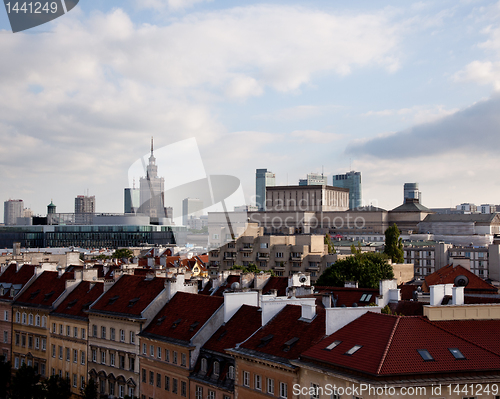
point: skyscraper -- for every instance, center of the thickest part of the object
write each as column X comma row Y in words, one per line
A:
column 263, row 179
column 191, row 208
column 152, row 190
column 12, row 209
column 314, row 179
column 352, row 181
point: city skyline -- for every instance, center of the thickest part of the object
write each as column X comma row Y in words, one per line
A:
column 401, row 93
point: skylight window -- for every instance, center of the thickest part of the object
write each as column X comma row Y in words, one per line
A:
column 456, row 353
column 425, row 354
column 333, row 345
column 353, row 350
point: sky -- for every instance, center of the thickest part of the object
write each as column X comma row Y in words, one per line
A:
column 400, row 91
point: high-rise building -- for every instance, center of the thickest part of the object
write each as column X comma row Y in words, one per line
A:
column 411, row 193
column 314, row 179
column 132, row 198
column 352, row 181
column 152, row 190
column 263, row 179
column 12, row 209
column 191, row 208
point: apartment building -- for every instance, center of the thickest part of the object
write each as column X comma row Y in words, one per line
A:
column 68, row 341
column 115, row 320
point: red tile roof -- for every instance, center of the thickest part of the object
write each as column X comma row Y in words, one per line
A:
column 243, row 324
column 79, row 300
column 14, row 277
column 390, row 344
column 45, row 289
column 182, row 317
column 285, row 336
column 129, row 295
column 447, row 275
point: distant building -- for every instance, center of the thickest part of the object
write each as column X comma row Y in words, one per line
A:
column 314, row 179
column 352, row 181
column 131, row 200
column 263, row 179
column 12, row 210
column 152, row 190
column 191, row 208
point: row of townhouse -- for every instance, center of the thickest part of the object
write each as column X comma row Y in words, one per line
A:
column 153, row 337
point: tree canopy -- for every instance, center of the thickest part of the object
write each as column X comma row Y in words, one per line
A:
column 394, row 244
column 366, row 268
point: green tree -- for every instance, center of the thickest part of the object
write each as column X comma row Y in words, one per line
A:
column 5, row 376
column 366, row 268
column 26, row 384
column 56, row 387
column 122, row 253
column 90, row 391
column 331, row 247
column 394, row 244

_____

Reproduce verbatim the lines of the data above, beginning with the line that contains "point: green tree" and continuing through the final line of the data, both included.

point: green tree -- for every instance, center of the thickest part of the object
write each as column X comma row Y in words, one per line
A:
column 5, row 376
column 366, row 268
column 26, row 384
column 56, row 387
column 122, row 253
column 90, row 391
column 331, row 247
column 394, row 244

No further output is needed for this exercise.